>> begin Information shown
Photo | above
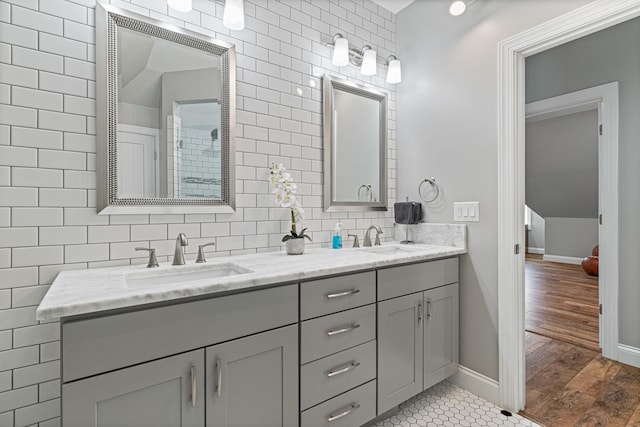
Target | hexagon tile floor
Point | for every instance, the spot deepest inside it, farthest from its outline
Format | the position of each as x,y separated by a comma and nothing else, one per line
448,405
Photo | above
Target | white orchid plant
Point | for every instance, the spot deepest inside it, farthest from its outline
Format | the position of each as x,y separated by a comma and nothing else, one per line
285,190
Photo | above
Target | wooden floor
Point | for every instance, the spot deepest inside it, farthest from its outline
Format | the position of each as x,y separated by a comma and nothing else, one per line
569,383
561,302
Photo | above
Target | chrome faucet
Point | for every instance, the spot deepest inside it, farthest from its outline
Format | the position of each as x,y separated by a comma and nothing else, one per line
367,235
181,242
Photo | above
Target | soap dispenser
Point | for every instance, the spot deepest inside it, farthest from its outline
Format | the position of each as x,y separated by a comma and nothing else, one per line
337,237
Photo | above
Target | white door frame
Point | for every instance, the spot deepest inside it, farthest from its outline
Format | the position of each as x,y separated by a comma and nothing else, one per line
603,98
512,52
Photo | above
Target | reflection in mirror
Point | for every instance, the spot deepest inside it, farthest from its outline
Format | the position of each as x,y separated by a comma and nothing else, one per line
355,146
168,99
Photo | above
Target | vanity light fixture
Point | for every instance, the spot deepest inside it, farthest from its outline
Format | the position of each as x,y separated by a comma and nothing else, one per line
233,16
369,66
364,58
180,5
340,51
394,72
457,8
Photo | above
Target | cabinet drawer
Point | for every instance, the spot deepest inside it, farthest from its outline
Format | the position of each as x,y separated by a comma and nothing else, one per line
351,409
106,343
326,296
330,334
335,374
407,279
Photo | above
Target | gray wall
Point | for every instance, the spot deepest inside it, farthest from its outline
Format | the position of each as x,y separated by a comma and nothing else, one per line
447,128
536,233
570,237
610,55
562,166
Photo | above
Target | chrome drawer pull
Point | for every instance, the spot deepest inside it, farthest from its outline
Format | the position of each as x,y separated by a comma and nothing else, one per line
218,389
349,409
343,370
343,329
343,293
194,389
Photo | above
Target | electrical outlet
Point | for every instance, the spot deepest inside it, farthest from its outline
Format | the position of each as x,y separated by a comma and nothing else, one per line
466,211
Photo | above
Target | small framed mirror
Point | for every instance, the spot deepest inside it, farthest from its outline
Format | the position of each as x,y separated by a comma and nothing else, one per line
165,117
355,146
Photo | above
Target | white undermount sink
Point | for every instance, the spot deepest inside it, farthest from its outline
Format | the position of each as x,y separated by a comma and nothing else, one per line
177,275
392,249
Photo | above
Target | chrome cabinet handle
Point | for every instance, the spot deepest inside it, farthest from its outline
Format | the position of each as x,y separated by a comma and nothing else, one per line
343,293
219,378
346,411
342,330
338,371
194,389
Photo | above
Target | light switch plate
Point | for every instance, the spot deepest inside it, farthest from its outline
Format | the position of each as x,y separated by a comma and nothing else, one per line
466,211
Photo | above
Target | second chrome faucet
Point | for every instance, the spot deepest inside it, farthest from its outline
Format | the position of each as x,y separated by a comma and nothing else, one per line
181,243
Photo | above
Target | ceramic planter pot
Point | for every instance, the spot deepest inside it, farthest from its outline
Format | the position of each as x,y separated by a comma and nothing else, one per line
295,246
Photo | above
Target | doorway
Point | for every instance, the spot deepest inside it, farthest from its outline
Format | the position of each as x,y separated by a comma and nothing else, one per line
580,22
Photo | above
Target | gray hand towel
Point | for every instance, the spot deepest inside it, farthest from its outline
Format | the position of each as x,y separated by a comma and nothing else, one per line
407,212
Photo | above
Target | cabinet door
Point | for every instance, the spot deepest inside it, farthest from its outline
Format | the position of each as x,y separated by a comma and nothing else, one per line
166,392
400,348
253,381
440,334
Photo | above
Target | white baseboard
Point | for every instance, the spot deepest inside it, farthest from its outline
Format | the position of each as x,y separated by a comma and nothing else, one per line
562,259
629,355
477,384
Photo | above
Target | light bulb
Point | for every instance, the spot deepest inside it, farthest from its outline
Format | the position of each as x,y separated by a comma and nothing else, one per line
394,73
180,5
233,16
457,8
369,67
340,52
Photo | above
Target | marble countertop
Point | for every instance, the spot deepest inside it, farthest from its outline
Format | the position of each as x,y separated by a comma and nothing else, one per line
88,291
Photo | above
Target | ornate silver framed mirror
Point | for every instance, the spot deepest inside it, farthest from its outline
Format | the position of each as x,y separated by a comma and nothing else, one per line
355,146
165,117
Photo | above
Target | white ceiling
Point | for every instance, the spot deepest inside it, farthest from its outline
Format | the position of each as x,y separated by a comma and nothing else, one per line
394,6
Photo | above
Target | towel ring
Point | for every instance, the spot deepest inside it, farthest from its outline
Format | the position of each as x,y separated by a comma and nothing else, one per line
431,181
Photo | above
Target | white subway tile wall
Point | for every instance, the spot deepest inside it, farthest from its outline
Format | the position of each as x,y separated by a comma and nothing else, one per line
48,220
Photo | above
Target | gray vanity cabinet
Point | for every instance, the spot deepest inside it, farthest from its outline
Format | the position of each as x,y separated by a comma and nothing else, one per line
166,392
400,350
417,329
253,381
440,334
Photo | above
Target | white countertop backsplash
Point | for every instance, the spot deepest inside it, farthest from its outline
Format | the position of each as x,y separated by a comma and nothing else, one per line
86,291
434,234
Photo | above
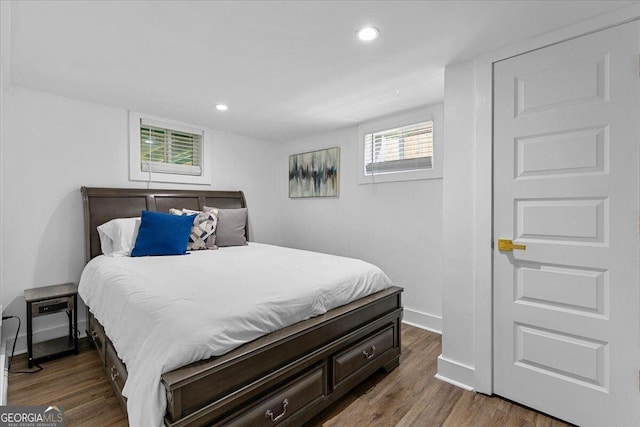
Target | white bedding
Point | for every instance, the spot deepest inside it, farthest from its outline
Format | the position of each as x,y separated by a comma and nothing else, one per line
165,312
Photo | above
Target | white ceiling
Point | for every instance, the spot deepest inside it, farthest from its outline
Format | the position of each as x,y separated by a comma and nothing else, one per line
287,69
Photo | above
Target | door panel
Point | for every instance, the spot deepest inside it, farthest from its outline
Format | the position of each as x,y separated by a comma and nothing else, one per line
566,185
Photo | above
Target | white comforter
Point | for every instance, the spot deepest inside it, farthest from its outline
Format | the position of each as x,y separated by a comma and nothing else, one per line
165,312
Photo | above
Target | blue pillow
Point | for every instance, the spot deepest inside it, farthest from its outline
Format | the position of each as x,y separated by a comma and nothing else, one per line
162,234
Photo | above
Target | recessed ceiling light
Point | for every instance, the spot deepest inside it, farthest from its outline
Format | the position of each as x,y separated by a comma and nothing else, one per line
367,34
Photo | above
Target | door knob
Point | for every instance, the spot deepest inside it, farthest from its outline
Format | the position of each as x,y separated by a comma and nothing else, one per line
505,245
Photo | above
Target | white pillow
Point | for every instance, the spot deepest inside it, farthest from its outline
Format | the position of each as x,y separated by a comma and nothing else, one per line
118,236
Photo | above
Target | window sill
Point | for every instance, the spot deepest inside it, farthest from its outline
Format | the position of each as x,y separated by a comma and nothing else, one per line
400,177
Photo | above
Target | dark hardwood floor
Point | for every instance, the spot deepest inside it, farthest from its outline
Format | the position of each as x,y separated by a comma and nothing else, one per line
407,396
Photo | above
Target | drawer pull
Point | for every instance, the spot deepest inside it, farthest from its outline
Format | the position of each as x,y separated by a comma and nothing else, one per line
114,373
370,355
269,413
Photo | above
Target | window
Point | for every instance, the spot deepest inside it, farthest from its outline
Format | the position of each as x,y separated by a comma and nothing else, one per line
166,151
401,147
407,148
170,151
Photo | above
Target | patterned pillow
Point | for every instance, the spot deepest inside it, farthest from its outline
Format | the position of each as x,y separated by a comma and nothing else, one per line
203,231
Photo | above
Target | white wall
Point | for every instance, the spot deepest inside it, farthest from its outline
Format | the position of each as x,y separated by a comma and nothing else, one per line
458,209
396,225
54,145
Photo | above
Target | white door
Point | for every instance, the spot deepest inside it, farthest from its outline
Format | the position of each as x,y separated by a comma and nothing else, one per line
566,185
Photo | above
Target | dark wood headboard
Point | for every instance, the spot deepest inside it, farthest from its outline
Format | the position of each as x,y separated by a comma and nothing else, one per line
104,204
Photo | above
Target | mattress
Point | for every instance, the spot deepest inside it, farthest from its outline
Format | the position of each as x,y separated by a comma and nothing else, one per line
162,313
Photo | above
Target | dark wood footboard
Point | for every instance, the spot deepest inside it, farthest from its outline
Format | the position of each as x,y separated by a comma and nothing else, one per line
286,377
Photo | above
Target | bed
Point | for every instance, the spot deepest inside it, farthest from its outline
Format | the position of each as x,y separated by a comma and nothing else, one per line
284,377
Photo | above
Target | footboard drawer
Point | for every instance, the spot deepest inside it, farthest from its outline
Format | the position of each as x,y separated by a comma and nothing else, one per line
98,337
361,354
282,405
115,368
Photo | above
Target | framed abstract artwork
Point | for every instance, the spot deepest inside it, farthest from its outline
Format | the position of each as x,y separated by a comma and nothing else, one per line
315,174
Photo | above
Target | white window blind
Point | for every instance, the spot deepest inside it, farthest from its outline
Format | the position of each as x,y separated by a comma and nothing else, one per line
402,149
170,151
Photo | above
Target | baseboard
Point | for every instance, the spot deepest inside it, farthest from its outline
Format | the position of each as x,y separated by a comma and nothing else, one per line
455,373
422,320
42,335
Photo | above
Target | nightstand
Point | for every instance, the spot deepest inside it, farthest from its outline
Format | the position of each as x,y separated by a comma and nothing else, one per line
45,301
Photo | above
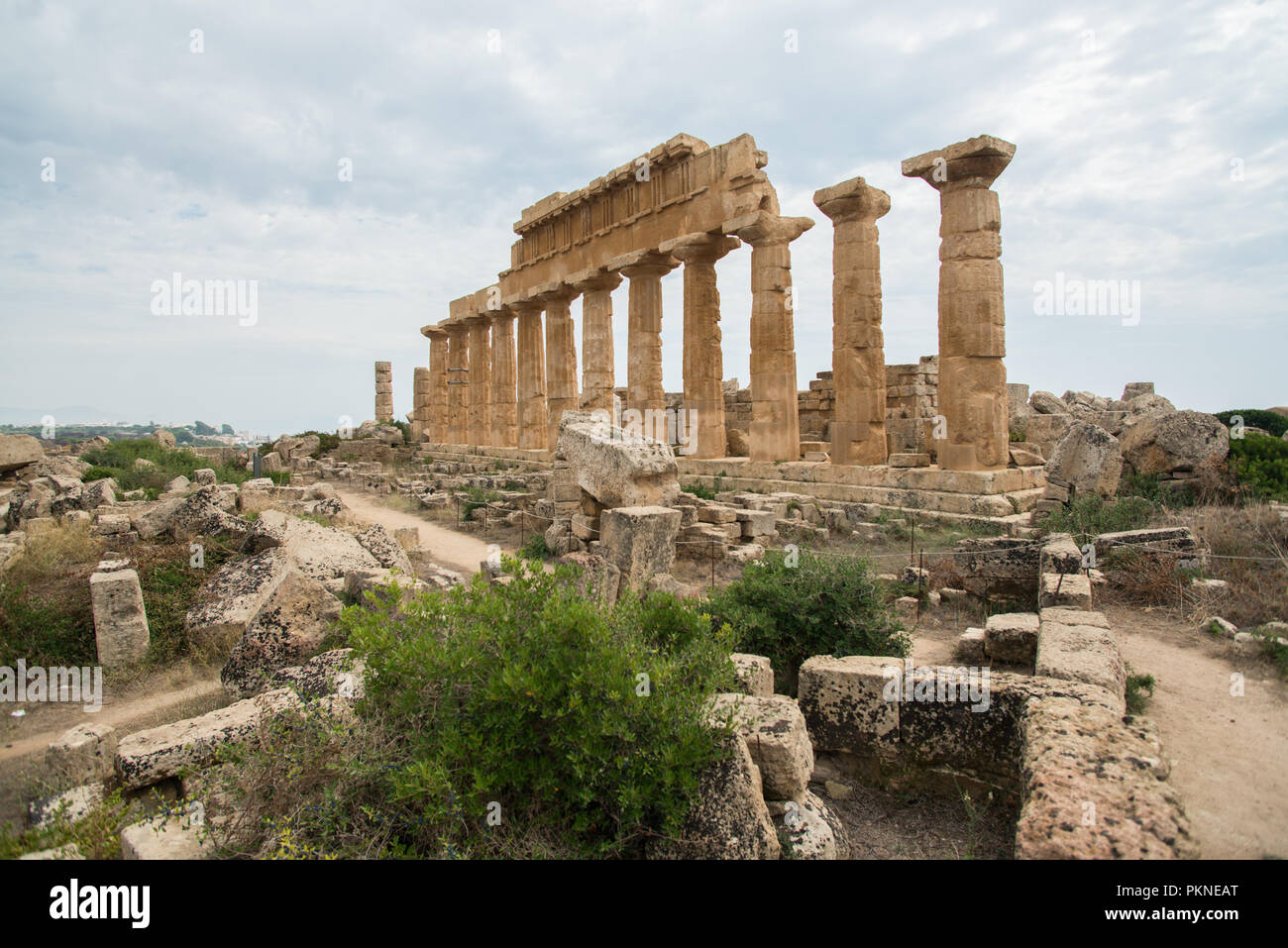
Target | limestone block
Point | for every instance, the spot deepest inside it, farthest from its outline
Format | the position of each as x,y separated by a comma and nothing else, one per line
1064,588
755,673
1012,638
845,702
120,622
1080,652
729,819
287,629
777,737
180,836
640,540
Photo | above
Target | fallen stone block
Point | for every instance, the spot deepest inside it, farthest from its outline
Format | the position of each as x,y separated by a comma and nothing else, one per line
120,622
846,702
1012,636
777,737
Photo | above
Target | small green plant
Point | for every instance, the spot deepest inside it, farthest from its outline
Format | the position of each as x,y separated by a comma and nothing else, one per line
1140,689
791,605
1091,515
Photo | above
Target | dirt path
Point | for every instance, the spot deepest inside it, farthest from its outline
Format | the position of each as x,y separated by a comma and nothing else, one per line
1228,753
445,546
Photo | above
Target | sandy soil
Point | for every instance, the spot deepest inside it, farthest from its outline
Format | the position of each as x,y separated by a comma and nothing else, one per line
445,546
1228,753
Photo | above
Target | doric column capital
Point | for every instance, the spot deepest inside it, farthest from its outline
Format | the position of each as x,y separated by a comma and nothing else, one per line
643,263
699,248
763,230
853,200
974,163
592,279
>> end Information shown
_Task details_
Pull out every line of the listing above that contains the string "footboard", treating uppercase and lowercase as different.

_Answer to this problem_
Target | dark wood footboard
Target | footboard drawer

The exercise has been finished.